**Requirements**
Copy the entries below with "sea water" changed to "ocean water" and everything else kept the same, leaving out the pictures.

**Input records**
--*--

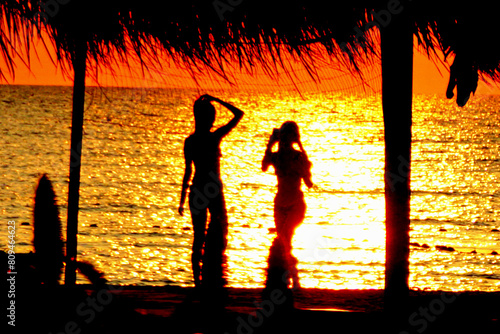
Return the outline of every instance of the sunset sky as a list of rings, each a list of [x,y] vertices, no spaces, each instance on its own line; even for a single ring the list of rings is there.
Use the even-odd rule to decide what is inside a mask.
[[[36,49],[36,52],[34,52],[34,50],[31,52],[30,68],[27,68],[18,59],[16,62],[15,77],[6,73],[7,71],[4,71],[7,77],[7,82],[4,80],[0,81],[0,83],[16,85],[72,85],[71,78],[65,77],[62,69],[54,65],[41,42],[38,42],[34,49]],[[448,71],[446,67],[443,64],[437,65],[417,49],[415,49],[414,54],[414,93],[444,95],[448,82]],[[139,65],[134,66],[132,64],[132,73],[125,69],[125,66],[123,66],[122,68],[115,69],[117,72],[114,76],[109,74],[100,74],[99,84],[102,86],[124,87],[197,87],[188,71],[176,67],[174,64],[169,63],[168,60],[165,61],[165,64],[166,65],[161,72],[150,72],[146,73],[146,75],[142,74]],[[0,66],[5,69],[3,59],[0,59]],[[298,79],[295,79],[295,81],[302,83],[302,86],[299,85],[299,89],[301,87],[307,87],[305,84],[312,84],[311,78],[303,68],[300,68],[300,65],[293,65],[293,67],[298,68],[298,71],[296,72]],[[237,71],[234,71],[234,73],[237,73]],[[380,90],[380,80],[378,79],[380,77],[379,73],[380,69],[378,65],[376,65],[376,68],[373,70],[366,70],[368,81],[372,79],[373,82],[375,82],[375,87],[373,87],[375,91]],[[340,79],[336,79],[339,78],[339,76]],[[276,86],[278,86],[278,88],[293,88],[294,84],[288,78],[285,76],[281,76],[280,78],[280,83],[276,85],[276,81],[273,81],[274,79],[269,78],[265,75],[265,73],[259,73],[259,71],[257,71],[256,75],[253,76],[240,73],[234,74],[234,80],[239,83],[238,87],[240,89],[257,88],[257,90],[264,90],[263,87],[276,88]],[[346,89],[346,87],[353,85],[352,83],[343,82],[346,78],[348,78],[348,81],[352,79],[352,76],[349,73],[341,73],[336,70],[331,70],[325,65],[323,65],[320,69],[319,78],[322,81],[321,84],[317,86],[317,89],[321,91],[349,90]],[[222,78],[216,76],[214,77],[213,75],[198,78],[198,83],[200,85],[198,88],[201,89],[223,89],[227,86],[227,83],[224,82]],[[96,85],[96,82],[92,78],[89,78],[87,79],[87,85]],[[356,85],[359,85],[359,83],[356,83]],[[476,94],[500,94],[500,89],[498,87],[480,82]]]

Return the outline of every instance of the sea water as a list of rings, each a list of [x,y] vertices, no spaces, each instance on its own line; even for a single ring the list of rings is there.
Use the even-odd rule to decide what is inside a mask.
[[[66,235],[71,87],[0,86],[0,248],[17,223],[32,250],[42,173],[52,180]],[[189,211],[177,213],[183,142],[200,92],[87,88],[78,258],[113,284],[193,285]],[[221,145],[229,216],[228,283],[262,287],[273,232],[276,176],[261,171],[269,135],[300,127],[315,186],[293,239],[303,287],[383,288],[384,129],[380,95],[214,92],[245,116]],[[217,105],[216,126],[231,114]],[[413,101],[410,286],[500,290],[500,98],[465,108],[433,95]],[[446,252],[436,246],[453,247]],[[473,252],[475,251],[475,252]],[[78,281],[85,279],[78,277]]]

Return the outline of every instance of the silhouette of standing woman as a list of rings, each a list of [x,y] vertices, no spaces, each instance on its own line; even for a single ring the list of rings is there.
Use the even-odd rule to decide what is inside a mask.
[[[215,121],[212,101],[234,114],[226,125],[213,132],[210,131]],[[225,285],[224,253],[227,245],[227,213],[220,179],[220,143],[241,120],[243,112],[218,98],[203,95],[194,103],[193,113],[195,131],[184,142],[186,169],[178,211],[181,216],[184,214],[194,164],[195,173],[189,187],[189,209],[194,231],[191,255],[194,283],[196,287],[217,289]],[[210,212],[208,229],[207,211]]]
[[[278,151],[272,152],[275,143]],[[297,144],[300,151],[293,145]],[[299,287],[297,259],[292,255],[292,238],[297,226],[304,220],[306,203],[301,190],[302,180],[308,188],[311,181],[311,163],[300,142],[299,127],[293,121],[284,122],[274,129],[262,160],[262,171],[273,166],[278,178],[278,192],[274,198],[274,223],[277,236],[268,259],[266,289],[288,289],[290,278],[293,287]]]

--*--

**Solution below**
Return the outline of every instance of the sunset sky as a list of rings, each a list of [x,y] vertices, no spaces, each instance on its own line; even for a single ring the list of rings is there.
Use the even-odd rule to decide what is inside a mask.
[[[36,49],[36,52],[34,52],[34,50],[31,52],[30,68],[27,68],[18,59],[16,62],[15,77],[6,73],[7,71],[4,71],[7,77],[7,82],[4,80],[0,81],[0,83],[16,85],[72,85],[71,78],[65,77],[62,69],[54,65],[41,42],[38,42],[34,49]],[[448,71],[446,67],[443,64],[437,65],[417,49],[415,49],[414,54],[414,93],[444,95],[448,82]],[[139,65],[134,66],[132,64],[132,73],[125,69],[125,66],[123,66],[122,68],[115,69],[117,72],[114,76],[109,74],[100,74],[99,84],[102,86],[124,87],[197,87],[188,71],[176,67],[174,64],[169,63],[168,60],[165,61],[165,64],[166,65],[161,72],[150,72],[146,73],[146,75],[142,74]],[[0,66],[5,69],[3,59],[0,59]],[[298,79],[295,79],[295,81],[302,83],[302,86],[299,85],[299,89],[301,87],[307,87],[305,84],[312,84],[311,78],[303,68],[300,68],[300,65],[293,65],[293,67],[298,68],[298,71],[296,72]],[[237,71],[234,71],[234,73],[237,73]],[[380,90],[380,80],[378,79],[380,77],[379,73],[380,69],[378,65],[376,65],[376,68],[373,70],[366,70],[368,81],[372,79],[373,82],[375,82],[375,87],[373,87],[375,91]],[[340,79],[336,79],[339,78],[339,76]],[[276,86],[278,86],[278,88],[293,88],[294,84],[288,78],[285,76],[281,76],[280,78],[280,83],[276,85],[276,81],[273,81],[274,79],[269,78],[265,75],[265,73],[259,73],[259,71],[257,71],[256,75],[253,76],[240,73],[234,74],[234,80],[239,83],[238,87],[240,89],[257,88],[257,90],[264,90],[263,87],[276,88]],[[346,89],[346,87],[353,85],[352,83],[343,82],[346,78],[348,78],[348,81],[352,79],[352,76],[349,73],[341,73],[336,70],[331,70],[325,65],[323,65],[320,69],[319,78],[322,81],[321,84],[317,86],[317,89],[321,91],[349,90]],[[222,78],[216,76],[214,77],[213,75],[198,78],[198,83],[200,85],[198,88],[201,89],[223,89],[227,86],[227,83],[224,82]],[[96,85],[96,82],[92,78],[89,78],[87,79],[87,85]],[[356,85],[359,85],[359,83],[356,83]],[[476,94],[500,94],[500,89],[498,87],[480,82]]]

Return the outline of every instance of the ocean water as a list of rings, each a list of [x,y] vertices, no spaces, each instance on its own line; even for a single ring the list of rings is there.
Use the even-odd rule to decide what is inside a mask.
[[[66,235],[71,87],[0,86],[0,248],[17,223],[32,250],[42,173],[52,180]],[[189,211],[177,213],[183,142],[200,92],[87,88],[78,258],[113,284],[193,285]],[[221,145],[229,216],[228,283],[262,287],[273,232],[276,176],[261,171],[269,135],[300,127],[315,186],[293,239],[303,287],[383,288],[384,129],[380,95],[214,92],[245,116]],[[217,105],[216,126],[231,114]],[[413,101],[410,286],[500,290],[500,98],[465,108],[433,95]],[[446,252],[436,246],[453,247]],[[473,252],[475,251],[475,252]],[[78,281],[85,279],[78,277]]]

Return the outline of every instance of the silhouette of standing woman as a list of rings, each a list of [x,y] vertices, no spaces, each instance on its own line; even for a single ring the list of rings is there.
Use the even-odd rule to decide what is inside a mask.
[[[215,121],[212,101],[234,114],[226,125],[213,132],[210,131]],[[225,285],[224,253],[227,245],[227,213],[220,179],[220,143],[241,120],[243,112],[218,98],[203,95],[194,103],[193,113],[195,131],[184,142],[186,169],[178,211],[181,216],[184,214],[194,164],[195,173],[189,187],[189,209],[194,231],[191,255],[194,283],[196,287],[217,289]],[[210,212],[208,229],[207,211]]]
[[[278,151],[272,152],[275,143]],[[297,144],[300,151],[293,145]],[[299,287],[297,259],[292,255],[292,238],[297,226],[304,220],[306,203],[301,190],[302,180],[308,188],[311,181],[311,163],[300,142],[299,127],[293,121],[284,122],[274,129],[262,160],[262,171],[273,166],[278,178],[278,192],[274,198],[274,223],[277,236],[268,259],[266,289],[288,289],[290,278],[293,287]]]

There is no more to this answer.